* _RAW RECORDS_
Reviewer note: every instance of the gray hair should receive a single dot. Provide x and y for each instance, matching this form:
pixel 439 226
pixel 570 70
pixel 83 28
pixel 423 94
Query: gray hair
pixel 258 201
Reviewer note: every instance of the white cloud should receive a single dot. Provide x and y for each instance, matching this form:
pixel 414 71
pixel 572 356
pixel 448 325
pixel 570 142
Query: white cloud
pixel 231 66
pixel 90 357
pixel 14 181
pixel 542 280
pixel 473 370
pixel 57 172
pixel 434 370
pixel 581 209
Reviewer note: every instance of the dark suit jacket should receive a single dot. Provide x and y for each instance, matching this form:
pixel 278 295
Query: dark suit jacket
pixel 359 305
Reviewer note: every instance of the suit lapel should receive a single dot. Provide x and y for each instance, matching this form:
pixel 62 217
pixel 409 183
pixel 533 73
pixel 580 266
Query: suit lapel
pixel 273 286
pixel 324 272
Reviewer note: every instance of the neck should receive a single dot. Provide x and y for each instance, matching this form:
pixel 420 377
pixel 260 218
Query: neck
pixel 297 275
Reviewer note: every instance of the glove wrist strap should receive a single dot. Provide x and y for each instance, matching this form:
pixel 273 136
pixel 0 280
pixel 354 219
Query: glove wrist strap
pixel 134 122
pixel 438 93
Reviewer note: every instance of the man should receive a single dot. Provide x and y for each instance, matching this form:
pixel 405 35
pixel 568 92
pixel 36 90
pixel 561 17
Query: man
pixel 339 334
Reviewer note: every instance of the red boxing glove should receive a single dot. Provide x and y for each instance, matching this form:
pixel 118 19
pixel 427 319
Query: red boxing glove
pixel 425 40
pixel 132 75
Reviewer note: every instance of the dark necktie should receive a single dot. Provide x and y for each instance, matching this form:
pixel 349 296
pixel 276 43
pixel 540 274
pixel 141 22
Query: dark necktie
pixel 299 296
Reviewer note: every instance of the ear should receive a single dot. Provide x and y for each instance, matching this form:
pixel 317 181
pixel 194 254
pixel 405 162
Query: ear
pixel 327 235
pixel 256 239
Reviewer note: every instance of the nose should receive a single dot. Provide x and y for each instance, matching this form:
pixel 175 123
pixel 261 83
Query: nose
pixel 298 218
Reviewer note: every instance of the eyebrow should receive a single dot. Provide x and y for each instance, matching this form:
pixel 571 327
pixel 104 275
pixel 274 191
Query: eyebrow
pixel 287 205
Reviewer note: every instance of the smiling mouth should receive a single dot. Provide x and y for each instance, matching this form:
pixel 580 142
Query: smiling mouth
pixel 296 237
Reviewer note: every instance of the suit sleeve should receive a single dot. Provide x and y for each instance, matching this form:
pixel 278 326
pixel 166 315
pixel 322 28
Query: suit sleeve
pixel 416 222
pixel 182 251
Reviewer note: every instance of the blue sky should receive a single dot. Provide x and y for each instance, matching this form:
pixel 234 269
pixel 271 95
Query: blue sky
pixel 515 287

* _REQUIRED TASK_
Please copy all of the records above, keeping every line unchanged.

* _SOLUTION TO THE PROBLEM_
Reviewer note: every instance of the gray hair should receive a single dot. Provide x and y for each instance, matching this form:
pixel 439 226
pixel 570 70
pixel 83 28
pixel 423 94
Query: gray hair
pixel 258 201
Reviewer note: every instance of the white cloud should receive a single dot. Provide x and y for each instance, matching this form:
pixel 414 71
pixel 572 356
pixel 448 325
pixel 570 142
Query: white cloud
pixel 231 66
pixel 90 357
pixel 14 181
pixel 542 280
pixel 473 370
pixel 57 172
pixel 434 370
pixel 581 209
Reviewer note: every instance of the dark suit jacket should receive a single dot. Provide x and y for each instance, matching this form:
pixel 278 295
Query: dark suit jacket
pixel 359 305
Reviewer note: every instance of the suit lapel should receive a single dot. Provide x and y for each instance, matching this form:
pixel 62 217
pixel 409 183
pixel 533 73
pixel 580 266
Query: suit lapel
pixel 273 286
pixel 324 272
Reviewer note: every instance of the neck should receive a single dot. Provide x and y for each instance, matching this form:
pixel 420 377
pixel 260 218
Query: neck
pixel 297 275
Reviewer note: every instance of the glove wrist strap should receive a single dot. Provide x and y for each instance, matching this form:
pixel 273 136
pixel 0 280
pixel 354 219
Query: glove wrist strap
pixel 134 122
pixel 438 93
Reviewer note: every instance of the man should receive a single dot. Provide x and y for each instance, matching this form:
pixel 405 35
pixel 568 92
pixel 36 90
pixel 561 17
Query: man
pixel 339 334
Reviewer note: every instance of the red boxing glove should receive a single dot. Provide x and y for each instance, matching this form:
pixel 118 19
pixel 427 319
Query: red boxing glove
pixel 425 40
pixel 132 75
Reviewer note: every instance of the dark necktie should receive a single dot. Provide x and y for each instance, matching this form:
pixel 349 296
pixel 276 43
pixel 540 274
pixel 141 22
Query: dark necktie
pixel 299 296
Reviewer note: every instance of the ear should receive a single dot. Provide x and y for each instance, matching this form:
pixel 317 181
pixel 194 254
pixel 405 162
Query: ear
pixel 327 235
pixel 256 239
Reviewer note: every instance of the nose should receive a single dot. Provide x and y for each instance, matching this form:
pixel 175 123
pixel 261 83
Query: nose
pixel 298 218
Reviewer note: every instance of the eyebrow should receive a single dot. Provide x and y for each instance, matching this form:
pixel 571 327
pixel 104 275
pixel 274 191
Query: eyebrow
pixel 287 205
Reviewer note: every instance of the smiling mouth should receive a single dot. Provide x and y for each instance, matching this form:
pixel 580 142
Query: smiling mouth
pixel 296 237
Reviewer note: every instance of the suit sleeve should receive a single dot. Provide x and y for each instance, matching this form:
pixel 278 326
pixel 166 315
pixel 322 28
Query: suit sleeve
pixel 416 222
pixel 182 251
Reviewer note: every instance of the blue sky should receive a single dot. Provide x and y for each instance, matching this form:
pixel 234 269
pixel 271 95
Query: blue sky
pixel 515 287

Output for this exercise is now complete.